**PROBLEM TO SOLVE:**
Repeat the rows below word for word, starting at the very first line and ending with the line that contains "[[242, 505, 1008, 801]]", with both of those lines included.
###
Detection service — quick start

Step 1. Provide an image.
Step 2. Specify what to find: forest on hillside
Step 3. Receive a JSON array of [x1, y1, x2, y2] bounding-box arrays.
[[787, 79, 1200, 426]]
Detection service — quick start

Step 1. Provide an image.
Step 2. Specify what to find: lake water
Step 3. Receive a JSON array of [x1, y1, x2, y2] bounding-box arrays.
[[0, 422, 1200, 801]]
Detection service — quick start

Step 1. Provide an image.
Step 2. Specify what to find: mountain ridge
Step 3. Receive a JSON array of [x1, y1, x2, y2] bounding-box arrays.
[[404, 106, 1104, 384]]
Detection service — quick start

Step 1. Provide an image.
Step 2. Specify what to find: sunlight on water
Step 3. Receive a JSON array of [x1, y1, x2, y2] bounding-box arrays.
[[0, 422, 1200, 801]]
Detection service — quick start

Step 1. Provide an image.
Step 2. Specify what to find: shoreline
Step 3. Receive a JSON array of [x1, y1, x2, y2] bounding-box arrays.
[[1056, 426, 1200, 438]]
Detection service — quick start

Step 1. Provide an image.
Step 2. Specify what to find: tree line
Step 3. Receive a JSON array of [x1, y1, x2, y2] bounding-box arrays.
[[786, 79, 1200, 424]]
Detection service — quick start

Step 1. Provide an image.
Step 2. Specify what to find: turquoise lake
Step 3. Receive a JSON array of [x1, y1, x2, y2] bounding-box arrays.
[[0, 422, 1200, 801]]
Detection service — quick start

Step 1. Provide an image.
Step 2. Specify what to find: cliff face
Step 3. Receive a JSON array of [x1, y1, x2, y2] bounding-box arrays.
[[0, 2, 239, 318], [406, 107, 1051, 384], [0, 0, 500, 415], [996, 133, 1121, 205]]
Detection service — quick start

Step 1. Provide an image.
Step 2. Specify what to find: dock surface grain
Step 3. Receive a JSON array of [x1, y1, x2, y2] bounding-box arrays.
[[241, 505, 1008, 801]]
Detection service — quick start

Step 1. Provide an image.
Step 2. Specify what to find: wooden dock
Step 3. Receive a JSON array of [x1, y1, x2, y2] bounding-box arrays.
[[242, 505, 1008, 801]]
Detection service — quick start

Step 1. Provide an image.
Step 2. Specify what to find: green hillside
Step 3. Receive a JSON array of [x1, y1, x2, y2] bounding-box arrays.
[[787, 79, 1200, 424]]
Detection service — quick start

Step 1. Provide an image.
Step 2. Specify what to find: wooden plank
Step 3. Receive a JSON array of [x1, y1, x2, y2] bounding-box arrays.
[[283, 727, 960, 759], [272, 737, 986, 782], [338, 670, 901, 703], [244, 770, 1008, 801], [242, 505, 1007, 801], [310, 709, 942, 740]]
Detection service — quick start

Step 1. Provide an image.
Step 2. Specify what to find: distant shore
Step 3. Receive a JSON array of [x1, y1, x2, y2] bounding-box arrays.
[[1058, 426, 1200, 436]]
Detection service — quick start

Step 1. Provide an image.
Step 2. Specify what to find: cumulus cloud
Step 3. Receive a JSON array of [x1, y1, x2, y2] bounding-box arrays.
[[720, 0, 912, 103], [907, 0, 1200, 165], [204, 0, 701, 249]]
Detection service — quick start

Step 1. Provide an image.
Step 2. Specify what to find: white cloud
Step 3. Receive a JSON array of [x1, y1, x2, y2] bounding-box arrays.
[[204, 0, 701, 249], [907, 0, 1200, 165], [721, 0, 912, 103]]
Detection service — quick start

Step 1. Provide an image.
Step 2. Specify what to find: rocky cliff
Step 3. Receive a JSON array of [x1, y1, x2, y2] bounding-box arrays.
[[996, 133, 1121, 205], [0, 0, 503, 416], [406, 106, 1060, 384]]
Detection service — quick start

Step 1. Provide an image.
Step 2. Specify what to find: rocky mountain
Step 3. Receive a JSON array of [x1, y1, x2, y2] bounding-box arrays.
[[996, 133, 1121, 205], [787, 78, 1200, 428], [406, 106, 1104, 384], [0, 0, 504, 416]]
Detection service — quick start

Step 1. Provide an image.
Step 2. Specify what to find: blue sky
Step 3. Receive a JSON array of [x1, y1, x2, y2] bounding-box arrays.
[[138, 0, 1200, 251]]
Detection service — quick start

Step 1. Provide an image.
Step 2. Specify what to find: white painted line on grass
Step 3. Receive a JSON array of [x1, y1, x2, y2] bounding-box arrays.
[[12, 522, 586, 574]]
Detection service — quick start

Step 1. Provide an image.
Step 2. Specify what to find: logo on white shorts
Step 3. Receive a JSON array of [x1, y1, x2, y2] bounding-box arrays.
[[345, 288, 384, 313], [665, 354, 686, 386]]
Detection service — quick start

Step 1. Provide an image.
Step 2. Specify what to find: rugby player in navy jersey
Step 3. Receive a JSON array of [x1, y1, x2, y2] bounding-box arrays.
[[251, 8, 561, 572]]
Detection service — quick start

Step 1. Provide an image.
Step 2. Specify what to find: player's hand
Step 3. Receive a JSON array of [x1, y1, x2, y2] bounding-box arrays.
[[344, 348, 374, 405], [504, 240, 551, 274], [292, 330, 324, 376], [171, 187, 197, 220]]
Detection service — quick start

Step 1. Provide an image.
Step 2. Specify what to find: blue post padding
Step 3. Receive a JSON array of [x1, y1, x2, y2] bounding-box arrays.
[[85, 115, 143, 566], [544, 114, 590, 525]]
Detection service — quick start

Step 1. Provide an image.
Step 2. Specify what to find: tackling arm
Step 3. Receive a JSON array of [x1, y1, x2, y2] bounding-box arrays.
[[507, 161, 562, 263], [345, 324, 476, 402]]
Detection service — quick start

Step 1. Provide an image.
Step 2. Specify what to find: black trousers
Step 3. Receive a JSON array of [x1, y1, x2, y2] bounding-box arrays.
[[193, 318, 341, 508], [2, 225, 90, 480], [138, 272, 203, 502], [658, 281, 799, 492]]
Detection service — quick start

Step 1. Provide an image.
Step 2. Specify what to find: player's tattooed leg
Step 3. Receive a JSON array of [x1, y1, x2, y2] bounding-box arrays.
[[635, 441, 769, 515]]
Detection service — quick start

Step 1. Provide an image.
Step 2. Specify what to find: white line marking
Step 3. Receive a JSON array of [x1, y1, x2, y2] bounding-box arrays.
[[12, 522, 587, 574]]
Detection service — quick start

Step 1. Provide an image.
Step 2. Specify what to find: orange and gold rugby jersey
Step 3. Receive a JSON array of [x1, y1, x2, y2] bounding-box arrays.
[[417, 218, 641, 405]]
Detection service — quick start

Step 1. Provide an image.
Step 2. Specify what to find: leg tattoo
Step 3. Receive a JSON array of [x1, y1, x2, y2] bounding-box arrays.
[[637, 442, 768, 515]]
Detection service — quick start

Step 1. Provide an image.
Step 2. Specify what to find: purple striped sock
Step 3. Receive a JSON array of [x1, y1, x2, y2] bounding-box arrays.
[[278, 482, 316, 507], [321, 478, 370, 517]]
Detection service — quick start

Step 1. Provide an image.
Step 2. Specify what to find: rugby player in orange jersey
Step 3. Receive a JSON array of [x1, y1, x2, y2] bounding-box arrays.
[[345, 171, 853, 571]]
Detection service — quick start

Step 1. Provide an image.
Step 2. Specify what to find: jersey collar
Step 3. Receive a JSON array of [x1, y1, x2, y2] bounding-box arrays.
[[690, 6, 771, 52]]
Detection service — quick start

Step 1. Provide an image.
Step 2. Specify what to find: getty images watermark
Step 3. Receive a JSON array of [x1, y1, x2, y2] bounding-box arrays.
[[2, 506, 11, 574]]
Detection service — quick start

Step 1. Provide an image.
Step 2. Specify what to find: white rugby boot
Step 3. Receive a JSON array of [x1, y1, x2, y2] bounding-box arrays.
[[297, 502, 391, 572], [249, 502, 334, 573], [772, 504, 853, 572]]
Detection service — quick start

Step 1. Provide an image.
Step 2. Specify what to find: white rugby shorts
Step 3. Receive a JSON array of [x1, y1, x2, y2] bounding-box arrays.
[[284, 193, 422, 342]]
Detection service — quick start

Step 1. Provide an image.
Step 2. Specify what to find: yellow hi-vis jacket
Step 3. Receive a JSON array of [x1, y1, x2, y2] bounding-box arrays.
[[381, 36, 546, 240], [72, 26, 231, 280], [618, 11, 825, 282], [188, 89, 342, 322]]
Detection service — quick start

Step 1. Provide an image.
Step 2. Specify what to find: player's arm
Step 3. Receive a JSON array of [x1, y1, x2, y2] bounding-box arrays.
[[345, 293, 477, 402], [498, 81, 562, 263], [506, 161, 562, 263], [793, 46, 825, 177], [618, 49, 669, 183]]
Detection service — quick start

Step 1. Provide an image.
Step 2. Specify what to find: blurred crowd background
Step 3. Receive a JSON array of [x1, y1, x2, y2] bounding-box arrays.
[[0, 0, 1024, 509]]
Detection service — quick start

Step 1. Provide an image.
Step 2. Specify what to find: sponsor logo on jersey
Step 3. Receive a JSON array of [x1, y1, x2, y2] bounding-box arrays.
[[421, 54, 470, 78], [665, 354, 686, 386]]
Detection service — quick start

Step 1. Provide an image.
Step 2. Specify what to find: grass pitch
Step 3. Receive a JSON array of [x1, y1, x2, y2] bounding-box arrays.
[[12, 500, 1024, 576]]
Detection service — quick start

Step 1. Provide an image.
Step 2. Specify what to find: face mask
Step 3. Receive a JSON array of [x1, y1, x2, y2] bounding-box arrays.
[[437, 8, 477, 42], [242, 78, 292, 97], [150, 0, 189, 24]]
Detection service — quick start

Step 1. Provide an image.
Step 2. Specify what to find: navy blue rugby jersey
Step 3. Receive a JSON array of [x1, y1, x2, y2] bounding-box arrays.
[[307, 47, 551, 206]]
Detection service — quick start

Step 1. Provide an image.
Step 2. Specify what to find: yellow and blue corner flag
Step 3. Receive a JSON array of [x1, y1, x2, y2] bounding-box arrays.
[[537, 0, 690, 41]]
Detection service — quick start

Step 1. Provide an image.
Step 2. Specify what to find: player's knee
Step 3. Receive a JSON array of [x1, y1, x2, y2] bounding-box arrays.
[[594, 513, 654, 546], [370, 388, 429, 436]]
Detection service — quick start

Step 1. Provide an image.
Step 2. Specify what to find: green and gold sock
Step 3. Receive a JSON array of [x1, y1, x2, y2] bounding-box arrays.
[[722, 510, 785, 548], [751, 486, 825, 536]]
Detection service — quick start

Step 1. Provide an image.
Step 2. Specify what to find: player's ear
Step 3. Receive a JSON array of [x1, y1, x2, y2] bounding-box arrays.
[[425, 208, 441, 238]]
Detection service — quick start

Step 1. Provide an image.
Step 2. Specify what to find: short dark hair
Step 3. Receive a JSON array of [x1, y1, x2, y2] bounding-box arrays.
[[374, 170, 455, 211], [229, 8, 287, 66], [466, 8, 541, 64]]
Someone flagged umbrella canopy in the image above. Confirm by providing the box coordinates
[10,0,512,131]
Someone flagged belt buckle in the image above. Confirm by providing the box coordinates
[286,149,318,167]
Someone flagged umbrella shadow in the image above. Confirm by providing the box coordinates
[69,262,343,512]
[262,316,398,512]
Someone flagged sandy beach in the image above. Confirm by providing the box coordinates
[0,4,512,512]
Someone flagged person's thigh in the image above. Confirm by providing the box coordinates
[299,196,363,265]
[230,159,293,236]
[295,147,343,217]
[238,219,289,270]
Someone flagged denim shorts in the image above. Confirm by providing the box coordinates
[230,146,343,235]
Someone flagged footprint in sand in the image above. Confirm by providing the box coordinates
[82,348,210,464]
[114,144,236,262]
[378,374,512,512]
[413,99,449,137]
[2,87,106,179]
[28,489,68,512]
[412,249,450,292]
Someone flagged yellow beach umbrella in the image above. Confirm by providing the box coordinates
###
**ANSWER:**
Detection service — quick start

Step 1. Provide an image.
Step 2. Specify what to find: forest on hillside
Step 3. Receive a JSON array of [x1, y1, x2, y2] bounding-box arrays.
[[787, 79, 1200, 426]]
Detection service — quick start

Step 1. Provide an image.
Step 2. Specify what to find: lake water
Step 3. Receive a JSON array of [x1, y1, x2, y2] bounding-box arrays.
[[0, 422, 1200, 801]]
Detection service — quick start

Step 1. Provide an image.
Step 2. Specify what to find: mountain ridge
Step 3. Receive a JSON array of [x1, y1, x2, y2] bounding-box arrays.
[[404, 106, 1104, 384]]
Detection service — quick start

Step 1. Provide an image.
Step 2. Specify what to find: sunlight on water
Step 3. Receive a JSON array of [x1, y1, x2, y2] bounding-box arrays.
[[0, 422, 1200, 801]]
Detection service — quick start

Step 1. Provide an image.
Step 2. Specify what to find: shoreline
Step 3. Receive a JSON array of [x1, y1, x2, y2] bounding-box arrays.
[[1056, 426, 1200, 438]]
Detection service — quick start

Step 1. Provide an image.
Step 2. Specify what to find: tree line
Step 3. Receive a JSON array of [x1, y1, x2, y2] bounding-box arrays.
[[786, 79, 1200, 424]]
Detection service — quick start

Step 1. Provide an image.
Step 2. Specify what to find: turquoise lake
Step 3. Receive a JSON array of [x1, y1, x2, y2] bounding-box arrays.
[[0, 422, 1200, 801]]
Detection service — quick start

Step 1. Provide an image.
Step 2. Specify what to find: cliff face
Step 3. Receive a JSON array of [x1, y1, x2, y2] bounding-box arrays.
[[0, 2, 239, 318], [406, 107, 1051, 384], [0, 0, 500, 415], [996, 133, 1121, 205]]
Detection service — quick start

Step 1. Provide an image.
Step 2. Specify what to find: dock surface grain
Step 3. Receive a JSON array of [x1, y1, x2, y2] bounding-box arrays.
[[241, 505, 1008, 801]]
Detection service — quick start

Step 1. Provide an image.
Step 2. Specify what to find: wooden dock
Step 3. Receive a JSON array of [x1, y1, x2, y2] bounding-box arrays.
[[242, 505, 1008, 801]]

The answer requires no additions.